Article:
Leaving noxious weeds unchecked along the Rocky Mountain Front could cost counties there $415,000 a year in lost livestock production.

A survey of land managers along the Rocky Mountain Front estimates that more than $1 million was spent last year to fight noxious weeds but concludes that more is needed.

The survey released Wednesday was commissioned by The Wilderness Society on behalf of the Coalition to Protect the Rocky Mountain Front. It questioned 10 different federal, state, local and non-governmental agencies that manage land on or near some 2 million acres where the Rocky Mountains meet the Great Plains.

Nine of the 10 agencies told surveyors that their budgets aren’t large enough to do all they need to control the spread of the weeds.

They say they more work is needed in mapping existing weed infestations and locating new ones, documenting the effectiveness of treatments and sharing information.

“We hope Congress would designate a noxious weed management area across 400,000 acres on the Rocky Mountain Front,” said Jennifer Ferenstein of the Wilderness Society, part of the coalition of groups working on legislation to protect that landscape. “Our hope is to drive the Forest Service and BLM (Bureau of Land Management) in the right direction a little bit quicker than they’re going right now. We want to have Congress tell the Forest Service to come up with a comprehensive strategy within a year.”

(Excerpt from a data file)
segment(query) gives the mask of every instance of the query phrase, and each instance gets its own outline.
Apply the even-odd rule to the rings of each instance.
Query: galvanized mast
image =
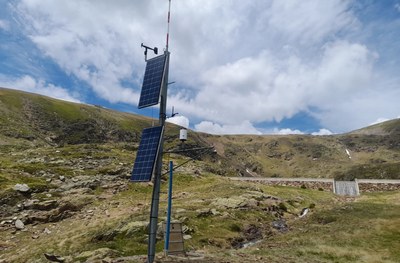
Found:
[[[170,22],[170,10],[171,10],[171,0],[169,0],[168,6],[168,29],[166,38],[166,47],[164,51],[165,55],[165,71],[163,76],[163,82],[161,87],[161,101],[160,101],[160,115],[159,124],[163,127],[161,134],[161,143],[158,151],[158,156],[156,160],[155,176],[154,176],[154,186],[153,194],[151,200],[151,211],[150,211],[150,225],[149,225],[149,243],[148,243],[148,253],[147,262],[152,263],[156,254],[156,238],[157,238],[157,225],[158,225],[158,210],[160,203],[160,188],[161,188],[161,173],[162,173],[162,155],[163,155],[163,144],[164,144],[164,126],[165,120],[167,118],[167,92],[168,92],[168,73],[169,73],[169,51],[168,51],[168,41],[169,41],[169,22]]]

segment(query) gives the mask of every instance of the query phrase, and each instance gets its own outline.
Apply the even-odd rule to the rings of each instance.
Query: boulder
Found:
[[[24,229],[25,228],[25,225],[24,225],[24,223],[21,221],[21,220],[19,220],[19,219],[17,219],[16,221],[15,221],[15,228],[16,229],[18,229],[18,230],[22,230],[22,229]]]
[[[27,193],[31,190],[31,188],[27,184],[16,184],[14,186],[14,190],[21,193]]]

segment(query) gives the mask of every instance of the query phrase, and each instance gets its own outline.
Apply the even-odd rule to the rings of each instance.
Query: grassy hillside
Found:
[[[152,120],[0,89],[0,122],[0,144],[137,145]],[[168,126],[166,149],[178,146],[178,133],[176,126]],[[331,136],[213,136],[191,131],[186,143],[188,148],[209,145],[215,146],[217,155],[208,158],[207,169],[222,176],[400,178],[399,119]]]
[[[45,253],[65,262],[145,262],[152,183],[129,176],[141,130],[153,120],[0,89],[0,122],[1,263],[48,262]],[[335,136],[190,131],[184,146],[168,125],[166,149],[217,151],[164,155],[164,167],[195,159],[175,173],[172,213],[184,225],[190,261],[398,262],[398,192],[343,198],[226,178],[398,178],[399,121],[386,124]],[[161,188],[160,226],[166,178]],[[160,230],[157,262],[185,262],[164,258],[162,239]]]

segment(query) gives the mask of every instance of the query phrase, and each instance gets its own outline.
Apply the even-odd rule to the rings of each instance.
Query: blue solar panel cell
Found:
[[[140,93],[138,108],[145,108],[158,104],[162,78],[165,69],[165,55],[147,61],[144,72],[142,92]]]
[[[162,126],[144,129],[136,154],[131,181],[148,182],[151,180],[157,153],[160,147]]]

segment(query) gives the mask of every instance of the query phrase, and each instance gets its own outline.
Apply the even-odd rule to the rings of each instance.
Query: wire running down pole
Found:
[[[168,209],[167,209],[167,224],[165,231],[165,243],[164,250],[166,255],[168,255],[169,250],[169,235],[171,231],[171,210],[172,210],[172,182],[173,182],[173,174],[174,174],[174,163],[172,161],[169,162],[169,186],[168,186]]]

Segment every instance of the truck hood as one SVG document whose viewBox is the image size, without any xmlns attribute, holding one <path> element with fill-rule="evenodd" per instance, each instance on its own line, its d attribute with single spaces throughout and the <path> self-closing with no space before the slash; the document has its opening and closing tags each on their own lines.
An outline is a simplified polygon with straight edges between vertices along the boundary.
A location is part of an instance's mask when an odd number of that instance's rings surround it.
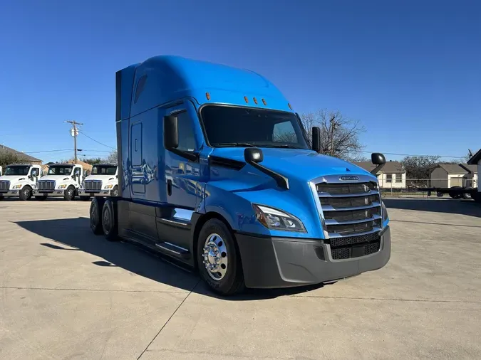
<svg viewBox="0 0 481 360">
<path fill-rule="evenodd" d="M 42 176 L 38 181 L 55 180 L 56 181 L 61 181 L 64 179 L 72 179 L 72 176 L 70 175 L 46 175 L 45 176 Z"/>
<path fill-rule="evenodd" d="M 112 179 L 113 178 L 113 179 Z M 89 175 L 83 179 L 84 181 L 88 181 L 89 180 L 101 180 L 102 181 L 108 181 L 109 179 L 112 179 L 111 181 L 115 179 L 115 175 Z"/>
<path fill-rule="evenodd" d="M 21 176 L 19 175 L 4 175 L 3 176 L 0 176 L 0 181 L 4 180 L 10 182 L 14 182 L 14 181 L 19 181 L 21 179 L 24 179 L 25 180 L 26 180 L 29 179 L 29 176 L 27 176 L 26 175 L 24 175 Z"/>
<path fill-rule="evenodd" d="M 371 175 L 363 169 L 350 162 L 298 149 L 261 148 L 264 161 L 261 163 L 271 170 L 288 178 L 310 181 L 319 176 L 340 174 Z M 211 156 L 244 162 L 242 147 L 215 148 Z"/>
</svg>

Exercise tasks:
1. Please return the noxious weeds article from "A survey of" to "of the weeds.".
2. Decide whether each statement agrees with the noxious weeds article, answering yes or no and quoting the words that settle it: (a) The survey questioned 10 agencies. (b) All of the agencies surveyed said their budgets were large enough. (c) The Bureau of Land Management commissioned the survey.

Responses to the exercise:
1.
A survey of land managers along the Rocky Mountain Front estimates that more than $1 million was spent last year to fight noxious weeds but concludes that more is needed.

The survey released Wednesday was commissioned by The Wilderness Society on behalf of the Coalition to Protect the Rocky Mountain Front. It questioned 10 different federal, state, local and non-governmental agencies that manage land on or near some 2 million acres where the Rocky Mountains meet the Great Plains.

Nine of the 10 agencies told surveyors that their budgets aren’t large enough to do all they need to control the spread of the weeds.

2.
(a) Yes: "It questioned 10 different federal, state, local and non-governmental agencies"
(b) No: "Nine of the 10 agencies told surveyors that their budgets aren’t large enough"
(c) No: "commissioned by The Wilderness Society on behalf of the Coalition to Protect the Rocky Mountain Front"